Exercise - Each entry below is to be transcribed exactly.

Dataset excerpts on object pointing

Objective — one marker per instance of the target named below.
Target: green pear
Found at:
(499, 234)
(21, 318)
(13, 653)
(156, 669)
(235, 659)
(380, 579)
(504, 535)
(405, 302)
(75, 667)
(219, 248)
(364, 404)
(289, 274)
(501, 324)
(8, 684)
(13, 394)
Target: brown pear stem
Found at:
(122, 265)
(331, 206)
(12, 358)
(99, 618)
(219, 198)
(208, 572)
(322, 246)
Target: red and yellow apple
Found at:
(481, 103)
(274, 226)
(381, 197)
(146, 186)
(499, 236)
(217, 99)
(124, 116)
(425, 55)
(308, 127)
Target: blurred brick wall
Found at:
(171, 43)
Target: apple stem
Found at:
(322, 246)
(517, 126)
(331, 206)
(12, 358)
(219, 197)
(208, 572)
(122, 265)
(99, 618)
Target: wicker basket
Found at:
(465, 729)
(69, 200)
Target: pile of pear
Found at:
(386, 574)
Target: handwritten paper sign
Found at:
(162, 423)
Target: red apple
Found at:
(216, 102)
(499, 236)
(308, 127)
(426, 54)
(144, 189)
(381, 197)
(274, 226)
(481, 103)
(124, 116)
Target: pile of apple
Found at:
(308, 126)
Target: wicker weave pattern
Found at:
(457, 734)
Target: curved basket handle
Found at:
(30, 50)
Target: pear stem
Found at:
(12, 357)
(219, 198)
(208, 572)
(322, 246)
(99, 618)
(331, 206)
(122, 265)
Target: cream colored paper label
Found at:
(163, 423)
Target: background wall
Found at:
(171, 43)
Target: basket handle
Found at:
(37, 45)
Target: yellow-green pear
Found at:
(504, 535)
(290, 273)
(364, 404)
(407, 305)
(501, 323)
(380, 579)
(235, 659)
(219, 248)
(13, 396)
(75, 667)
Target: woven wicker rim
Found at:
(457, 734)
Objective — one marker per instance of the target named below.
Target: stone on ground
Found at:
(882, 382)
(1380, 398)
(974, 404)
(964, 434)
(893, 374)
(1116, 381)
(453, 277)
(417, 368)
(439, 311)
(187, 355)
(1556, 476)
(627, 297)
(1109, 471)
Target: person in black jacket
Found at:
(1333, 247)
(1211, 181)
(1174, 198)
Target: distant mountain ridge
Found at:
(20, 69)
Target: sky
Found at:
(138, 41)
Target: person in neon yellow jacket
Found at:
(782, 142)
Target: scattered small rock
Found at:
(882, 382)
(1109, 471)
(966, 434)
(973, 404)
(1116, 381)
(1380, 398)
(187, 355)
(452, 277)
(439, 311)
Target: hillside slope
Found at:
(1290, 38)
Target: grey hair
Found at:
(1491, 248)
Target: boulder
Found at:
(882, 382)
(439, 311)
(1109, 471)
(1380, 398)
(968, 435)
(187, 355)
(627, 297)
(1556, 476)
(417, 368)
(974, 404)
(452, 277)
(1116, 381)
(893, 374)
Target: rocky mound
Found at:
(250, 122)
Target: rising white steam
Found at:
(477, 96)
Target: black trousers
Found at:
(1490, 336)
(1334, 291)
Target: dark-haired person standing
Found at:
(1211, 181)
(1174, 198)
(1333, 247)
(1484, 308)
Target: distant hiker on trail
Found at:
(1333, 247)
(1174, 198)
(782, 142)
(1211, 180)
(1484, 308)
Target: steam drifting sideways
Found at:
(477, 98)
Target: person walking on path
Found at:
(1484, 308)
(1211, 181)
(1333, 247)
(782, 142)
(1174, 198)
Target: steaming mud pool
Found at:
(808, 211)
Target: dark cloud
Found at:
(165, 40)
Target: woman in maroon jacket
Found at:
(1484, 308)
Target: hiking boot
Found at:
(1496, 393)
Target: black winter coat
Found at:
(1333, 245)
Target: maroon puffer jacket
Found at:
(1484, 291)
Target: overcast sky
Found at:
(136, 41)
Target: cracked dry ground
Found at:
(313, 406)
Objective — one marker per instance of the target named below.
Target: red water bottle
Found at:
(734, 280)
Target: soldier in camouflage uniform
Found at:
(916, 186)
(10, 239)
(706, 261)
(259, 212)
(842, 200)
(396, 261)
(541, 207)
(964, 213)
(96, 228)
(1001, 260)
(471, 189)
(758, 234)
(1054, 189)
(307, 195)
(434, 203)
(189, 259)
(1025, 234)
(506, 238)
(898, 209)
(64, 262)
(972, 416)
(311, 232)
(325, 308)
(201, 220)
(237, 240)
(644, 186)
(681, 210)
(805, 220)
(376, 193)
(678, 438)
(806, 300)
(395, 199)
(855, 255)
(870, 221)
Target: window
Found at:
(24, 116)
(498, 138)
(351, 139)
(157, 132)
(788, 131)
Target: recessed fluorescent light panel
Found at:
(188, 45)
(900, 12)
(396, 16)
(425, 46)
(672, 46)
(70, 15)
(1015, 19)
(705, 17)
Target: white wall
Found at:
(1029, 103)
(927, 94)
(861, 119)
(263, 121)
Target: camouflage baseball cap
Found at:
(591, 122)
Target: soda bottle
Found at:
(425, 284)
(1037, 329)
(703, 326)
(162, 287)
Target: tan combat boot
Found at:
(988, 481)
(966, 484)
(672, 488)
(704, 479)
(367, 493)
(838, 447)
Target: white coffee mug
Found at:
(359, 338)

Exercise answer -
Objective — one marker per instance of the target named below.
Target: green pear
Found at:
(499, 234)
(21, 318)
(13, 653)
(156, 669)
(235, 659)
(380, 579)
(504, 535)
(405, 302)
(75, 667)
(219, 248)
(364, 404)
(289, 274)
(501, 324)
(8, 684)
(13, 394)
Target: brown pear stem
Found at:
(122, 265)
(331, 206)
(12, 358)
(99, 618)
(219, 198)
(208, 572)
(322, 246)
Target: red and yellow apple
Found at:
(481, 103)
(274, 226)
(381, 197)
(146, 186)
(499, 236)
(217, 99)
(124, 116)
(425, 55)
(308, 127)
Target: blurred brick wall
Found at:
(171, 43)
Target: apple stem
Found at:
(322, 246)
(517, 126)
(331, 206)
(12, 358)
(219, 197)
(208, 572)
(122, 265)
(99, 618)
Target: wicker basket
Found at:
(465, 729)
(69, 200)
Target: pile of pear
Found at:
(386, 574)
Target: handwritten paper sign
Found at:
(162, 423)
Target: red apple
Found at:
(216, 102)
(499, 236)
(308, 127)
(426, 54)
(144, 189)
(381, 197)
(274, 226)
(481, 103)
(124, 116)
Target: pile of apple
Found at:
(308, 126)
Target: wicker weave pattern
Found at:
(457, 734)
Target: curved basket handle
Found at:
(30, 50)
Target: pear stem
Found at:
(12, 357)
(219, 198)
(208, 572)
(322, 246)
(99, 618)
(331, 206)
(122, 265)
Target: cream colored paper label
Found at:
(163, 423)
Target: background wall
Found at:
(171, 43)
Target: basket handle
Found at:
(37, 45)
Target: yellow-green pear
Found at:
(504, 535)
(290, 273)
(364, 404)
(407, 305)
(501, 323)
(380, 579)
(235, 659)
(219, 248)
(13, 396)
(75, 667)
Target: woven wicker rim
Found at:
(457, 734)
Objective — one marker per instance of the target named below.
Target: stone on ground
Found at:
(882, 382)
(1380, 398)
(974, 404)
(964, 434)
(893, 374)
(1116, 381)
(453, 277)
(417, 368)
(439, 311)
(187, 355)
(1556, 476)
(627, 297)
(1109, 471)
Target: person in black jacket
Found at:
(1333, 247)
(1211, 181)
(1174, 198)
Target: distant mountain ridge
Found at:
(20, 69)
Target: sky
Found at:
(138, 41)
Target: person in neon yellow jacket
Found at:
(782, 142)
Target: scattered small rock
Found at:
(882, 382)
(1109, 471)
(966, 434)
(973, 404)
(1116, 381)
(1380, 398)
(187, 355)
(452, 277)
(439, 311)
Target: hillside slope
Found at:
(1290, 38)
Target: grey hair
Found at:
(1491, 248)
Target: boulder
Found at:
(882, 382)
(439, 311)
(1109, 471)
(1380, 398)
(968, 435)
(187, 355)
(627, 297)
(1556, 476)
(417, 368)
(974, 404)
(452, 277)
(1116, 381)
(893, 374)
Target: rocky mound
Found at:
(250, 122)
Target: rising white steam
Found at:
(477, 96)
Target: black trousers
Found at:
(1490, 336)
(1334, 291)
Target: dark-haired person standing
Found at:
(1211, 181)
(1174, 198)
(1333, 247)
(1484, 308)
Target: distant hiker on trail
Found at:
(1333, 247)
(1174, 198)
(782, 142)
(1211, 180)
(1484, 308)
Target: steam drifting sideways
Found at:
(477, 98)
Target: person walking on path
Found at:
(1484, 308)
(1211, 181)
(1333, 247)
(782, 142)
(1174, 198)
Target: steaming mud pool
Found at:
(808, 211)
Target: dark cloud
Found at:
(165, 40)
Target: woman in maroon jacket
Found at:
(1484, 308)
Target: hiking boot
Found at:
(1496, 393)
Target: black winter coat
Found at:
(1333, 245)
Target: maroon puffer jacket
Found at:
(1484, 291)
Target: overcast sky
Found at:
(136, 41)
Target: cracked dry ground
Found at:
(313, 406)
Objective — one marker per instance of the target named below.
Target: red water bottle
Found at:
(734, 280)
Target: soldier in camouflage uniform
Found at:
(916, 186)
(10, 239)
(706, 261)
(259, 212)
(842, 200)
(396, 261)
(541, 207)
(964, 213)
(96, 228)
(1001, 260)
(471, 189)
(758, 234)
(1054, 189)
(307, 195)
(434, 203)
(189, 259)
(1025, 234)
(506, 238)
(898, 209)
(64, 262)
(972, 416)
(311, 232)
(325, 308)
(201, 220)
(237, 240)
(644, 186)
(681, 210)
(805, 220)
(376, 193)
(678, 438)
(806, 300)
(395, 199)
(855, 255)
(870, 221)
Target: window
Found at:
(24, 116)
(498, 138)
(351, 139)
(157, 132)
(788, 131)
Target: recessed fluorescent light panel
Found at:
(188, 45)
(900, 12)
(396, 16)
(425, 46)
(672, 46)
(70, 15)
(1015, 19)
(705, 17)
Target: white wall
Found at:
(1029, 103)
(927, 94)
(861, 119)
(263, 121)
Target: camouflage baseball cap
Found at:
(591, 122)
Target: soda bottle
Found at:
(425, 284)
(1037, 329)
(703, 326)
(162, 287)
Target: tan combat boot
Found at:
(988, 481)
(966, 484)
(672, 488)
(704, 479)
(367, 493)
(838, 447)
Target: white coffee mug
Found at:
(359, 338)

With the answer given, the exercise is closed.